- AIM OF THE EXERCISE -
Return each line of the records that contains the word "shuttered".

- EXERCISE INPUT -
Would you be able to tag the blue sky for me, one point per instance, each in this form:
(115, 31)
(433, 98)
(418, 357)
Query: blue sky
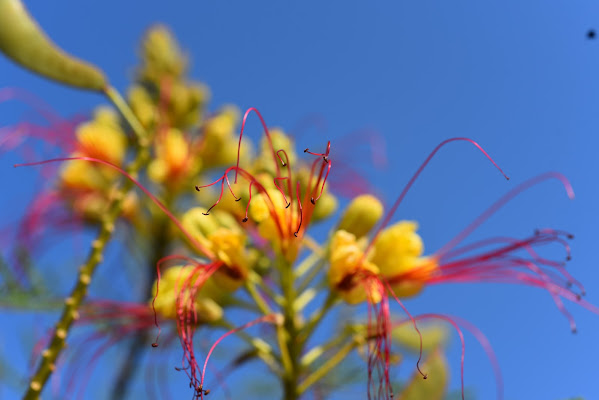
(519, 77)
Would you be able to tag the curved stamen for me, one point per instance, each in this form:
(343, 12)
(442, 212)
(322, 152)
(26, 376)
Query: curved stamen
(390, 289)
(416, 175)
(271, 318)
(266, 132)
(502, 201)
(154, 199)
(300, 209)
(281, 190)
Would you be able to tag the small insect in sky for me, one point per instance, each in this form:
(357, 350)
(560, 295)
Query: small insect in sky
(591, 34)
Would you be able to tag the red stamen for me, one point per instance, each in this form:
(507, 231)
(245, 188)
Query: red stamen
(300, 209)
(266, 132)
(271, 318)
(390, 289)
(416, 175)
(154, 199)
(281, 190)
(501, 202)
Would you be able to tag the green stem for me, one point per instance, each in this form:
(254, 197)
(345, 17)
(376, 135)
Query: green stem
(70, 312)
(141, 340)
(289, 342)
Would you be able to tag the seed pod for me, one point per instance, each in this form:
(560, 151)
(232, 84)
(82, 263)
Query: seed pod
(23, 41)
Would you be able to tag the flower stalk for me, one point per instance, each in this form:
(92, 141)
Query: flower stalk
(70, 312)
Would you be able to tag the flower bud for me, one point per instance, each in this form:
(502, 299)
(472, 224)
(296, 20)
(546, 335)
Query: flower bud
(162, 56)
(174, 291)
(361, 215)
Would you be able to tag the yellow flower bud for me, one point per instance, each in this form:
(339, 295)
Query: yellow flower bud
(398, 248)
(350, 274)
(361, 215)
(161, 55)
(175, 291)
(327, 205)
(174, 160)
(102, 138)
(398, 254)
(142, 105)
(229, 247)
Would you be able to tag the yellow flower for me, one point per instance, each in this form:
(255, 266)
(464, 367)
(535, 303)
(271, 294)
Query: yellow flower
(174, 160)
(102, 138)
(229, 247)
(361, 215)
(396, 258)
(352, 276)
(174, 295)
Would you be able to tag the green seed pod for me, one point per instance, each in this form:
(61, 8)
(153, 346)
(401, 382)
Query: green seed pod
(23, 41)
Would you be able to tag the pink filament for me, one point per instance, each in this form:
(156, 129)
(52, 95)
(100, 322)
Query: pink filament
(162, 207)
(271, 318)
(266, 132)
(416, 175)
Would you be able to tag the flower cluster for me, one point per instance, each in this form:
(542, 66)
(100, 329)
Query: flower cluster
(227, 223)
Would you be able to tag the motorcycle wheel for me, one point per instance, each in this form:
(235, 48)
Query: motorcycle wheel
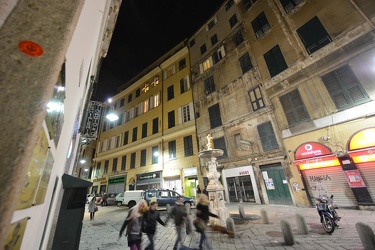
(328, 224)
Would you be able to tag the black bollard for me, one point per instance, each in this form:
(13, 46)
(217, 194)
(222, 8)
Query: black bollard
(301, 224)
(264, 215)
(366, 235)
(287, 233)
(231, 227)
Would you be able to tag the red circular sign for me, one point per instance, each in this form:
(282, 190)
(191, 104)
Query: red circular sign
(311, 149)
(30, 48)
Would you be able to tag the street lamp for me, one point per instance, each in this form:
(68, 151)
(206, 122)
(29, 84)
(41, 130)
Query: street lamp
(111, 116)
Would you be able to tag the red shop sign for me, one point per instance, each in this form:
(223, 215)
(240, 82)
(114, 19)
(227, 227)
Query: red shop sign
(311, 149)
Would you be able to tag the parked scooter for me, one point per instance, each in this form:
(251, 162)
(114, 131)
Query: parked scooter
(327, 213)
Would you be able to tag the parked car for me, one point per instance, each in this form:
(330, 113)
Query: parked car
(111, 199)
(166, 196)
(119, 199)
(132, 197)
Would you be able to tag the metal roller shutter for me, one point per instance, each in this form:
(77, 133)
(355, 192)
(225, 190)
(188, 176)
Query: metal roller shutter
(367, 171)
(334, 181)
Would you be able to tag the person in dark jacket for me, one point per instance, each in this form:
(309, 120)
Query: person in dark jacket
(133, 223)
(179, 214)
(151, 218)
(203, 214)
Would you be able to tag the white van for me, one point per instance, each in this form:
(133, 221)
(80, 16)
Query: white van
(132, 197)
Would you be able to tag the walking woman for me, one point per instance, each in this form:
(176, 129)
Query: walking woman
(151, 218)
(133, 223)
(203, 214)
(92, 207)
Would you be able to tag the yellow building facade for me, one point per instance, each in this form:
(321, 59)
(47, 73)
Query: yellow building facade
(153, 143)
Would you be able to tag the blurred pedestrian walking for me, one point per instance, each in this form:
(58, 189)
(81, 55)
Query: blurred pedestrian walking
(203, 214)
(150, 220)
(179, 214)
(133, 224)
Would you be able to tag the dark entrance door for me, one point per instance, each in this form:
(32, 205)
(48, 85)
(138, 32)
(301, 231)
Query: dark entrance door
(276, 185)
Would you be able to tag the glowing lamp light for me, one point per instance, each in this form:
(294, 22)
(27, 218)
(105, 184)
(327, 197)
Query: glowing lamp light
(321, 164)
(112, 117)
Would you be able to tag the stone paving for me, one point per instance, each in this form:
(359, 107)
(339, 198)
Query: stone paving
(102, 233)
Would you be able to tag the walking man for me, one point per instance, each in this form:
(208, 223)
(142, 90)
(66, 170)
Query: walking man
(179, 214)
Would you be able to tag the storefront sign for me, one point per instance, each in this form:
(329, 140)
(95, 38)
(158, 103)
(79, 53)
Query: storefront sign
(354, 179)
(362, 139)
(311, 149)
(318, 162)
(244, 172)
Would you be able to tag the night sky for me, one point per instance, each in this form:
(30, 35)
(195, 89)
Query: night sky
(145, 30)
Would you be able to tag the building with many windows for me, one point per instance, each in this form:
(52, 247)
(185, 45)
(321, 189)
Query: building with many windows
(153, 143)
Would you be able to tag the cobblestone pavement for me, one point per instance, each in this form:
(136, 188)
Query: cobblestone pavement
(102, 233)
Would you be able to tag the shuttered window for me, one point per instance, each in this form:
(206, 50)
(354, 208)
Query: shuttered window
(294, 108)
(215, 116)
(313, 35)
(267, 137)
(275, 61)
(188, 145)
(345, 89)
(219, 143)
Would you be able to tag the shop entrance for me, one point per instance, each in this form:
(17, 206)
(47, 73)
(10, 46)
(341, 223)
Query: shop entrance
(240, 188)
(276, 185)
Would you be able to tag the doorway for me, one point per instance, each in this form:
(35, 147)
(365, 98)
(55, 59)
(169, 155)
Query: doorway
(276, 185)
(240, 189)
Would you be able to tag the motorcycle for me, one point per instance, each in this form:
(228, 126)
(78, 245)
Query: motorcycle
(327, 213)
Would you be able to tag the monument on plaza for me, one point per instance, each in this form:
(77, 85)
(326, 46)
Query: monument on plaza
(215, 188)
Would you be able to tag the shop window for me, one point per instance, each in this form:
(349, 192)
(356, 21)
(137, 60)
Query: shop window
(267, 137)
(313, 35)
(143, 158)
(294, 108)
(114, 165)
(105, 170)
(214, 40)
(238, 38)
(233, 20)
(144, 130)
(155, 125)
(172, 149)
(345, 89)
(126, 137)
(219, 143)
(170, 92)
(248, 3)
(98, 168)
(192, 43)
(155, 154)
(229, 4)
(215, 116)
(245, 63)
(260, 25)
(209, 85)
(132, 160)
(171, 119)
(290, 5)
(135, 131)
(188, 145)
(123, 162)
(203, 49)
(275, 61)
(256, 99)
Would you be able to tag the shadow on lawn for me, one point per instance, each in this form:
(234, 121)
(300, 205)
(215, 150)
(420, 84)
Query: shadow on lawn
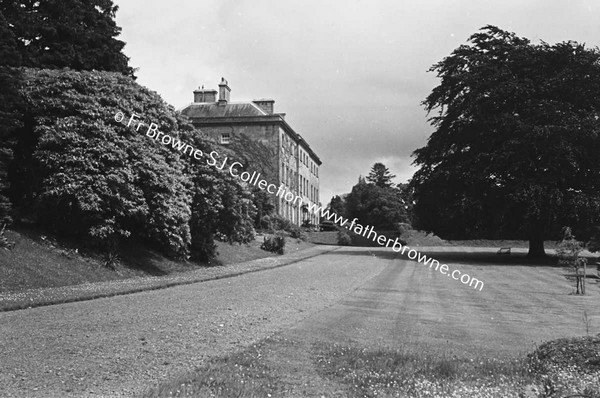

- THE RESULT -
Would you be able to tag the shuttered window for me, one point per instance, each in this form:
Query: shuttered window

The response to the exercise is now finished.